EXERCISE GOAL:
Exactly repeat the material, dropping every picture from the copy.

───── AVAILABLE RECORDS

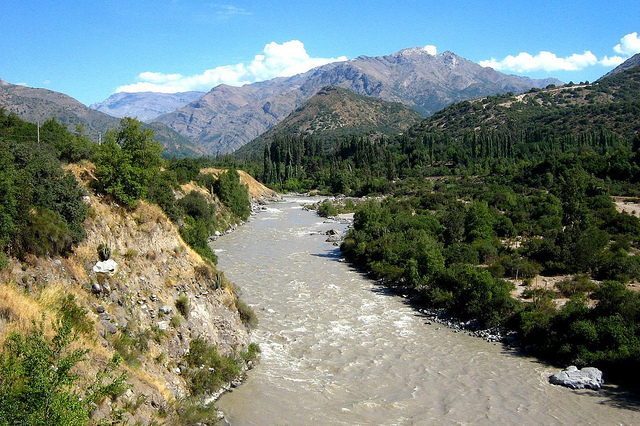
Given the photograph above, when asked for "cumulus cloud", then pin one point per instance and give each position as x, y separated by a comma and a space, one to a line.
629, 45
431, 49
547, 61
277, 60
543, 61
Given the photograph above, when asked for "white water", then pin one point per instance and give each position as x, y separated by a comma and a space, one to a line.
339, 350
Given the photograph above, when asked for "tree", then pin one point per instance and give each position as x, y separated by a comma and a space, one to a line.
37, 382
233, 193
127, 162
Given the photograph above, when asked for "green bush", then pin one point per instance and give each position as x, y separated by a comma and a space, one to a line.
37, 383
247, 315
326, 209
577, 285
183, 306
73, 314
104, 252
233, 193
208, 370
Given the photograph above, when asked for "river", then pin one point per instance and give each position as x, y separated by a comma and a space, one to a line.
339, 350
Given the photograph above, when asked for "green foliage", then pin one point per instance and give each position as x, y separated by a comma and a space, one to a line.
104, 252
183, 306
575, 286
247, 315
196, 234
74, 315
208, 370
41, 207
37, 382
327, 209
127, 162
233, 193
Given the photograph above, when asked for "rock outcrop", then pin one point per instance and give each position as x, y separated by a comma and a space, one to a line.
574, 378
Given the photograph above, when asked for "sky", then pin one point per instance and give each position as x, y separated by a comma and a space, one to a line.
92, 49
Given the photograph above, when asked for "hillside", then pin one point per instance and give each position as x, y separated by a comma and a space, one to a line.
144, 106
228, 117
609, 105
38, 105
161, 298
335, 113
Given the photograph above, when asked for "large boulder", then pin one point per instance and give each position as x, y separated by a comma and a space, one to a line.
108, 267
588, 377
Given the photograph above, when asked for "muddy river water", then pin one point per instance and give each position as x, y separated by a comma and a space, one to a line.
339, 350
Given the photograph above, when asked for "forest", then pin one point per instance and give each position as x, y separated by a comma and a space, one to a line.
496, 192
42, 209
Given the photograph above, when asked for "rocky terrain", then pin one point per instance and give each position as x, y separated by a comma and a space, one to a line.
228, 117
38, 105
159, 297
144, 106
335, 113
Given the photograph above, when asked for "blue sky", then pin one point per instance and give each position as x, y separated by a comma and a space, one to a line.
91, 49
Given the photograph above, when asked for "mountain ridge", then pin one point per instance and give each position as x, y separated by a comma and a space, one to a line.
424, 82
334, 113
38, 105
145, 106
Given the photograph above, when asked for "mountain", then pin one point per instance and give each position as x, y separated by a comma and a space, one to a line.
144, 106
38, 105
633, 61
334, 113
228, 117
610, 106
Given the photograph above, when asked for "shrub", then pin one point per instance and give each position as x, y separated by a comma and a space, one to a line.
131, 344
37, 386
577, 285
327, 209
183, 306
216, 369
104, 252
247, 315
75, 315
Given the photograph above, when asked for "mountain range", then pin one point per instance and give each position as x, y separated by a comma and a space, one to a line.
335, 113
38, 105
228, 117
145, 106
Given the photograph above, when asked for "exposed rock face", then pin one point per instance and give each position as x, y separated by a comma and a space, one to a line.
144, 106
333, 113
588, 377
228, 117
38, 105
154, 271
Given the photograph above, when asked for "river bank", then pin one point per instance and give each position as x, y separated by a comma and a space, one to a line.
340, 349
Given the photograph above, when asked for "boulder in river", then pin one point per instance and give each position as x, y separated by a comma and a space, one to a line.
588, 377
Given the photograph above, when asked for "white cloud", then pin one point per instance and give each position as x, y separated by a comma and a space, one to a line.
277, 60
543, 61
629, 45
613, 61
431, 49
547, 61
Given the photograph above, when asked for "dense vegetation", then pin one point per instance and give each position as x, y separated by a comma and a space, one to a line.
43, 379
41, 207
484, 194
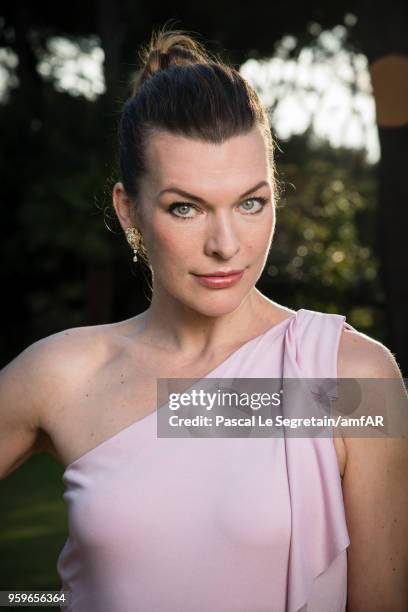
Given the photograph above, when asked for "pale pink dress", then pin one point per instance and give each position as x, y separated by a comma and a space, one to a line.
214, 524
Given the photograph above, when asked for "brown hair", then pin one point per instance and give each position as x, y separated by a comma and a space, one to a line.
183, 89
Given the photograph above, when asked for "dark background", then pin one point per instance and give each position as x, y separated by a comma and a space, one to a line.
65, 261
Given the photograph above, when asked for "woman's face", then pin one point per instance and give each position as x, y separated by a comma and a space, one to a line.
206, 208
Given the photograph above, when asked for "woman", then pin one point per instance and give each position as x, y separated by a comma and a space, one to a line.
212, 524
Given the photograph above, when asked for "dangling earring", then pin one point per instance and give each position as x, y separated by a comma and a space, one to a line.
133, 237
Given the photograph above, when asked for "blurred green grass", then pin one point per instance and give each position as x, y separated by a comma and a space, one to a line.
34, 526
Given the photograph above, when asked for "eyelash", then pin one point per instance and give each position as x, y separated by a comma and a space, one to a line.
261, 201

──────────

REPLY:
Given the photograph above, when asked for "cumulus cloud", then pin one point per instance and give each position as x, y separated by a comma and a space, one to a line.
629, 45
431, 49
547, 61
277, 60
543, 61
Given the photograph above, when asked for "white water", then pin one point per instance and give each position as x, y separated by a comma and a space, one to a line.
339, 350
Given the photograph above, when asked for "tree", then pin one point per instance and give each position as x, y separated by a comma and a space, one to a line.
37, 382
233, 193
127, 162
Given the photograph above, when asked for "green bush", then pin one point per instance and give each position as x, y separated by a comma and a space, one to a line.
37, 383
247, 315
326, 209
577, 285
183, 306
73, 314
104, 252
233, 193
208, 370
Given the photograph above, when asked for "river", then pin one point per instance and give each position as x, y separated by a comma and a space, one to a line.
339, 350
Given the photograph above, when asked for "green foliage", then pin one point per instance and give each position as x, y separated by a comma and a space, one to a line.
104, 252
183, 306
575, 286
247, 315
196, 234
74, 315
208, 370
41, 207
37, 382
327, 209
127, 162
233, 193
Given the photograph above, when asked for "rock outcrop", then pin one point per instance and give each position as x, y separated by a comma and a space, one to a line.
574, 378
Given the photograph above, when asked for "sky", then pin one point per instance and give each position as x, y separated by a comma and a space, one to a line.
92, 49
Given the photograph above, when asked for "hillside", then pin one point per instance and give each position as x, y separated by a comma and a space, one to a line.
144, 106
228, 117
609, 105
38, 105
161, 298
335, 113
Given the photograph above, when asked for "large boulder", then pin one point per instance and give each position as x, y separated by a comma and a space, one to a line.
108, 267
588, 377
Given the photograph above, when asked for "muddy river water", then pin one point per instance and give each position as x, y separated by a comma and a space, one to a line.
339, 350
Given the photograph above, when asked for "forest", then pin one point per instance and give each position as x, y separated by a comma and a space, one to a line.
496, 192
42, 209
Given the photograph above, when asked for "rocky terrain", then pin one point per instance and give each position as x, y separated by a comma and a space, one to a line.
228, 117
38, 105
159, 297
144, 106
335, 113
Given the photograph above, when asked for "blue sky", then pin one point per instance and give each position as x, y separated by a comma and a space, one to a line.
91, 49
Given the photograph above, when asked for "mountain ridge", then pin one point per instance and give each position as x, y separated by a comma and a space, one to a line.
424, 82
334, 113
38, 105
145, 106
Given the photograph above, when asked for "mountain", then pin one point per instance and give each position as x, y separated by a comma and a space, one to a line.
144, 106
38, 105
633, 61
334, 113
228, 117
610, 106
Given the photograph above, when asked for "shrub", then pin one point per instance and give each position as x, y separated by a comma and a space, one to a line.
131, 344
37, 386
577, 285
327, 209
183, 306
216, 369
104, 252
247, 315
75, 315
Given the photograph above, when asked for "mountain range", then pin one point per instance and give each position as x, y separated by a comma and a space, one to a line.
335, 113
38, 105
228, 117
145, 106
Given the photograph above, when asked for "exposed rock face", then pin one point per instance and give each position as x, y separated by a comma and a space, one to a line.
144, 106
333, 113
588, 377
228, 117
38, 105
154, 271
Given the photograph above, when asked for "river bank", then pin one point per instance and give each position as x, y separated by a comma and a space, one to a line.
340, 349
Given the photograph above, when asked for "boulder in river", then pin one point per instance and give each position as x, y separated by a comma and a space, one to a line.
588, 377
Given the photograph above, when asked for "white cloud", then pin one point per instance and give each position as x, y separated by a comma and a space, one to a line.
277, 60
543, 61
629, 45
613, 61
431, 49
547, 61
Given the photograph above, when asked for "dense vegetation", then pin one point per instance and give each position as x, y separated by a comma and a space, one to a line.
43, 379
41, 207
484, 194
Given the photograph above, when asked for "pale pink dress", then pin one point per instance and give each position as x, y separated by a comma and a space, one to a line.
214, 524
Given the photograph above, when asked for "brown hair", then pin one point per instance and give each position as x, y separated by a comma and a space, one to a line.
183, 89
Given the photograph above, when asked for "dark background", then pin one point per instance and give each position as x, y separated by a comma and a space, one to a line.
65, 261
Given the photograph above, when asked for "woman's face", then pin one point per instance and give each position as x, y separated by a comma and a space, one to a line.
206, 208
Given the photograph above, when asked for "woman", then pin one point per instance and give each position as x, y separated by a comma and a space, one to a line.
212, 524
Given the photograph above, when asked for "dangling earring", then pin one point per instance and give each position as x, y separated by a comma and a space, one to a line.
133, 237
Given the photograph above, when asked for "blurred green grass", then pin one point per instance and give each position as x, y separated by a comma and a space, one to a line.
34, 526
Given the photograph above, when asked for "eyelash", then pin one point per instance and give each position as x, y separated by a comma and a space, one to a line.
261, 201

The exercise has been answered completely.